### Document extract
○ ○ ○ ○ ○

Page 378 - DENG405_BRITISH_POETRY
P. 378

Unit 30: Tennyson, Arnold and Yeats




            “The Second Coming” was intended by Yeats to describe the current historical moment (the poem  Notes
            appeared in 1921) in terms of these gyres. Yeats believed that the world was on the threshold of an
            apocalyptic revelation, as history reached the end of the outer gyre (to speak roughly) and began
            moving along the inner gyre. In his definitive edition of Yeats’s poems, Richard J. Finneran quotes
            Yeats’s own notes:
            The end of an age, which always receives the revelation of the character of the next age, is represented
            by the coming of one gyre to its place of greatest expansion and of the other to its place of greatest
            contraction... The revelation [that] approaches will... take its character from the contrary movement
            of the interior gyre...

○ ○ ○ ○ ○

### Data
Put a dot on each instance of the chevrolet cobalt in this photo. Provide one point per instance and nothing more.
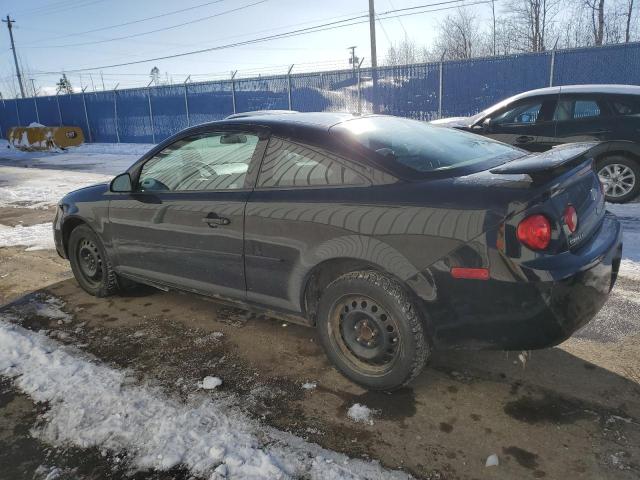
(390, 236)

○ ○ ○ ○ ○

### Complete the following
A) According to the passage on Yeats's gyres, why did Yeats believe the world was on the threshold of an apocalyptic revelation?
B) Reproduce word for word the part of the passage on Yeats's gyres starting at "Unit 30: Tennyson, Arnold" and ending at "the interior gyre...".

### List of solutions
A) He believed it because history was reaching the end of the outer gyre and beginning to move along the inner gyre. His own notes say that the end of an age receives the revelation of the next age's character. That moment is marked by one gyre reaching its greatest expansion and the other its greatest contraction.

B)
Unit 30: Tennyson, Arnold and Yeats




            “The Second Coming” was intended by Yeats to describe the current historical moment (the poem  Notes
            appeared in 1921) in terms of these gyres. Yeats believed that the world was on the threshold of an
            apocalyptic revelation, as history reached the end of the outer gyre (to speak roughly) and began
            moving along the inner gyre. In his definitive edition of Yeats’s poems, Richard J. Finneran quotes
            Yeats’s own notes:
            The end of an age, which always receives the revelation of the character of the next age, is represented
            by the coming of one gyre to its place of greatest expansion and of the other to its place of greatest
            contraction... The revelation [that] approaches will... take its character from the contrary movement
            of the interior gyre...